**Excerpted passage**
◆ ◆ ◆ ◆

T-Mobile, the US telecom giant, has announced in a regulatory filing that it has suffered a data breach that has resulted in the loss of data from 37 million customer accounts. The company has said that the hacker was able to gain access to the data via one of its APIs, and that the data obtained by the attacker included names, birth dates and phone numbers.


The company says that the attack occurred around November 25th, 2022, and was discovered on January 5th, but that it believes that the attacker had access to the exploited API for over a month before the breach was detected. T-Mobile has said that the API did not provide access to other sensitive data, such as social security numbers, credit card information, government ID numbers, passwords, PINs, or financial information.


The company has said that it has traced the source of the attack and fixed the exploit within a day of detection. T-Mobile has suffered a number of data breaches in recent years, including an attack in January 2021 which exposed customer call records, and an attack in August 2021 which exposed credit application data. Gary Ogasawara, CTO of Cloudian shared his thoughts on the attack and what it means for other organizations looking to protect their valuable customer data:

"The recent uncovering of T-Mobile’s ransomware hack and the company’s attempts to retrieve its data is the latest example of why organizations should encrypt sensitive data both in-flight and at rest. Encryption prevents hackers from reading or making data public in any intelligible way, thereby eliminating the need to pay ransom to keep the data from being exploited.

◆ ◆ ◆ ◆

**Work order**
Please continue the article on the T-Mobile data breach, picking up right after its last sentence.

◆ ◆ ◆ ◆

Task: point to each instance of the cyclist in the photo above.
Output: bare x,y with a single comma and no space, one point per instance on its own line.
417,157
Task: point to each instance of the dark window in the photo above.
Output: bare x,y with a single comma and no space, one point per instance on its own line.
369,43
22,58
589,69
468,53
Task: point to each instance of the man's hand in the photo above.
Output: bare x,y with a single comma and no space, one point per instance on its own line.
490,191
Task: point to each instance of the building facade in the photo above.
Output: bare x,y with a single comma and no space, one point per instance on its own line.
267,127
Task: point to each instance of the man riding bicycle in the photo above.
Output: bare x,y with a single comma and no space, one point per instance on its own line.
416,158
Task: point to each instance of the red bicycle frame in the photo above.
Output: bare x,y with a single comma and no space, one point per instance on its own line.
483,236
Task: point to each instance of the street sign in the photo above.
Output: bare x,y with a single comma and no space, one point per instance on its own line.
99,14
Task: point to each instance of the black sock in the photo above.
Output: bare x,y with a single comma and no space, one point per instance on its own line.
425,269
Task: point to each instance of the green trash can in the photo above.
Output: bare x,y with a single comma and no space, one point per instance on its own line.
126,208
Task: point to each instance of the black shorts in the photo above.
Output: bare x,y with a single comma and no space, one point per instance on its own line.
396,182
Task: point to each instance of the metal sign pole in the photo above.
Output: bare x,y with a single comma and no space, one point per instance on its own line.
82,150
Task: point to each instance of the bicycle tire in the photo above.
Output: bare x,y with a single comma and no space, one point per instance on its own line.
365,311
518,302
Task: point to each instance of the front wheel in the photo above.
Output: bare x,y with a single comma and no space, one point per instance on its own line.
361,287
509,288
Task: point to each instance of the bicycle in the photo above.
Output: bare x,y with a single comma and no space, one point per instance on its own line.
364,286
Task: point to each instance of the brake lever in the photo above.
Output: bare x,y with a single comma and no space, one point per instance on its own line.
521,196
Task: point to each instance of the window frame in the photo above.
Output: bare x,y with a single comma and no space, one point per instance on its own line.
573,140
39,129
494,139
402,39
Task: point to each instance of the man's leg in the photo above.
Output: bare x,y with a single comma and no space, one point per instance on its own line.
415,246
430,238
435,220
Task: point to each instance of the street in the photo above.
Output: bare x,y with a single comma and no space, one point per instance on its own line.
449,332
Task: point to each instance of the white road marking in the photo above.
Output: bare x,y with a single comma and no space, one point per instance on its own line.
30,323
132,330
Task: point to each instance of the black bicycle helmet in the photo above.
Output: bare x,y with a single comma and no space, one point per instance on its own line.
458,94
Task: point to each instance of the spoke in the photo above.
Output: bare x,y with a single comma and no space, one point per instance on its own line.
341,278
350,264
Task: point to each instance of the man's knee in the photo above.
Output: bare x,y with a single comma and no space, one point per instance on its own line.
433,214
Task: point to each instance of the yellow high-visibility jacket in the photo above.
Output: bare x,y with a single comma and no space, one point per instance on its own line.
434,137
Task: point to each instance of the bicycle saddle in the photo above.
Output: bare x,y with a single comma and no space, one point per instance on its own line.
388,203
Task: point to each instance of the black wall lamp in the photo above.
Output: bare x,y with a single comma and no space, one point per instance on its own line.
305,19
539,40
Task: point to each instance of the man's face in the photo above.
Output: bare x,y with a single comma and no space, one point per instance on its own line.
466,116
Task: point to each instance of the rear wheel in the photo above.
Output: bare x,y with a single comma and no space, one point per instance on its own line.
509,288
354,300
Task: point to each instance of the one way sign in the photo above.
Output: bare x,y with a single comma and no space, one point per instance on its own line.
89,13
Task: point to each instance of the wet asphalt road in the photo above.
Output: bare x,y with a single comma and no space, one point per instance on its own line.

◆ ◆ ◆ ◆

**Response**
This incident also illustrates that paying a ransom doesn’t guarantee cybercriminals will honor the deal. Our 2021 ransomware survey found that only 57% of organizations that experienced a ransomware attack and paid the ransom got all their data back.

That’s why it’s essential that organizations have an immutable (unchangeable) backup copy of their data as part of their overall cybersecurity strategy. Immutability prevents cybercriminals from altering or deleting data, ensuring the ability to quickly recover the unchanged backup data without paying the ransom." Dirk Schrader, VP of Security Research at Netwrix, expanded on the importance of securing APIs:

"APIs are like highways to a company’s data: highly automated and allowing access to large amounts of information. As digitalization heavily relies on this kind of automated interaction using APIs, and time-to-market often trumps security, the risk related to unmonitored APIs is likely to grow even more.

Typically, mid-size organizations and enterprises has tens or hundreds of APIs in their infrastructure. With these technologies implemented, organizations lack to use mutual authentication. Additionally, when there are no controls in place that monitor the amount of data left by the domain via the API, it results into no control over the customers’ data.

The type of data exfiltrated in T-Mobile’s case is set to allow ransomware gangs like the Cuba ransomware (CISA alert #AA22-335A) or any other ransomware group to improve the credibility of phishing emails send to potential victims. Such a dataset would also be of interest for malicious actors, so called Initial Access Brokers, that focus on collecting initial inroads to personal computers and company networks. Simply put, these actors merge data from several leaks (like the one that happened to Twitter recently) to come up with an even more convincing story for the upcoming phishing attack.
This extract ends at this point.